TEXT SEGMENT:
Skip to content

Streams & Encoding

The data contract between fileservers, kernel, and processes. Two layers: raw bytes at the bottom, string convenience on top.

Wire Format

Decision: Uint8Array is the universal wire format. Every fileserver read() returns Uint8Array, every write() accepts Uint8Array. The kernel never interprets contents. This keeps the protocol honest — a fileserver for /dev/random and a fileserver for /home use the exact same types. Binary correctness for free, no special-casing.

// Fileserver protocol (bytes only)
interface Fileserver {
read(fd: unknown, offset: number, count: number): Promise<Uint8Array>
write(fd: unknown, offset: number, data: Uint8Array): Promise<number>
// ...
}
// Kernel fd operations (bytes only)
kernel.read(pid: number, fd: number, count: number): Promise<Uint8Array>
kernel.write(pid: number, fd: number, data: Uint8Array): Promise<number>

Encoding

Decision: UTF-8, not configurable. The string convenience layer assumes UTF-8. There’s no use case for other encodings in an LLM shell environment — LLMs speak UTF-8. If a bin needs to handle arbitrary encodings, it works with raw bytes and brings its own decoder. No encoding parameter on streams, no codepage tables.

Shared instances, created once:

const encoder = new TextEncoder() // always UTF-8
const decoder = new TextDecoder('utf-8') // always UTF-8

Two-Layer Architecture

┌─────────────────────────────────────────────┐
│ String Layer (ProcContext) │
│ proc.stdin → async iterable of lines │
│ proc.stdout.write(string) → auto-encodes │
│ proc.stderr.write(string) → auto-encodes │
├─────────────────────────────────────────────┤
│ Byte Layer (Kernel) │
│ kernel.read(pid, fd, count) → Uint8Array │
│ kernel.write(pid, fd, data) → Uint8Array │
└─────────────────────────────────────────────┘

Bins use the string layer by default. Bins that need raw bytes drop down to proc.fs.read() / proc.fs.write() which go straight to kernel byte ops.

String Convenience Layer

This is the API surface bins actually interact with. Built on top of kernel byte operations.

stdout / stderr (Writable)

interface Writable {
write(data: string | Uint8Array): Promise<number>
}
  • If data is a string → encode to UTF-8 via TextEncoder, then write bytes to kernel
  • If data is Uint8Array → write bytes directly
  • Returns byte count written

Decision: accept both string and Uint8Array on write. No reason to force bins to manually encode. The common case is proc.stdout.write("hello\n") and it should just work. Bins doing binary I/O pass Uint8Array and skip encoding. One method, no overload confusion.

GIVEN DATA:
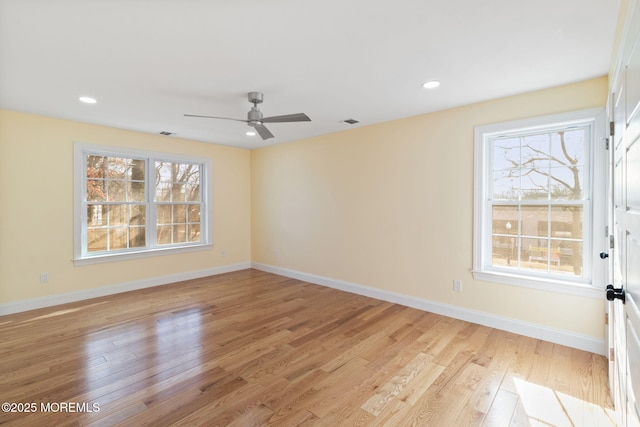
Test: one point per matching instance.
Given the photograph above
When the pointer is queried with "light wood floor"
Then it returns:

USING THE INFORMATION:
**A)** Translate this sentence from the streams and encoding text into Spanish: "If a bin needs to handle arbitrary encodings, it works with raw bytes and brings its own decoder."
**B)** Decide whether each statement agrees with the streams and encoding text. Answer yes or no, and quote the words from the text that decide it.
(i) The string convenience layer lets a bin choose an encoding other than UTF-8.
(ii) Bins that write a Uint8Array skip the encoding step.
(iii) Bins that need raw bytes use proc.fs.read() and proc.fs.write().

ANSWERS TO EACH TASK:
**A)** Si un bin necesita manejar codificaciones arbitrarias, trabaja con bytes sin procesar y aporta su propio decodificador.

**B)**
(i) No: "UTF-8, not configurable."
(ii) Yes: "Bins doing binary I/O pass Uint8Array and skip encoding."
(iii) Yes: "Bins that need raw bytes drop down to proc.fs.read() / proc.fs.write()"